PROVIDED TEXT:
Today, music everywhere is influenced, if not outright
determined, by the dominant forces of the marketplace,
even so-called independent music is judged by whether it
has a definable audience. Pre-Katrina, there was a
strong local audience for some forms of music that don’t
exist anywhere else in the world, but post-Katrina…
well, let’s just say it’s going to be a long, long time
before there is a large, local, neighborhood-based
audience. But there certainly was a time…
The eight-piece funk band Chocolate Milk is one great
example of real New Orleans music. The band members
during their major period were: Amadee Castanell (tenor,
& soprano sax), Ernest Dabon (bass), Robert Dabon
(piano, clavinet, moog), Joseph Smith III (trumpet &
flugelhorn), Frank Richards (lead vocals, percussion),
Dwight Richards (drums), Mario Tio (lead & rhythm
guitar) and Kenneth “Afro” Williams (percussion).

TASK DETAILS:
Please translate this sentence from the passage on New Orleans music into Spanish: "The eight-piece funk band Chocolate Milk is one great example of real New Orleans music." The records are separate material, unconnected to the passage on New Orleans music.

EXTRACTED ENTRIES:
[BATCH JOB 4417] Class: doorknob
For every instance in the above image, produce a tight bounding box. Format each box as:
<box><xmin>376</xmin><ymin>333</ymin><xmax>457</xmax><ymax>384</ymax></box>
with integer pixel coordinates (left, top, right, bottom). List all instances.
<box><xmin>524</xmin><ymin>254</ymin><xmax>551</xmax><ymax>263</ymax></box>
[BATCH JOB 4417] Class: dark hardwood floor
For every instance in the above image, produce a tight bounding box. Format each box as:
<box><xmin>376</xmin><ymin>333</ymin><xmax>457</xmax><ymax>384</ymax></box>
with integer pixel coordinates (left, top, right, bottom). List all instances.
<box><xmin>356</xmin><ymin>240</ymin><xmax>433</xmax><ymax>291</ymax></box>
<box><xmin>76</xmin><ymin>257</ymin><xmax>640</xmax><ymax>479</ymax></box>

TASK SOLUTION:
La banda de funk de ocho integrantes Chocolate Milk es un gran ejemplo de auténtica música de Nueva Orleans.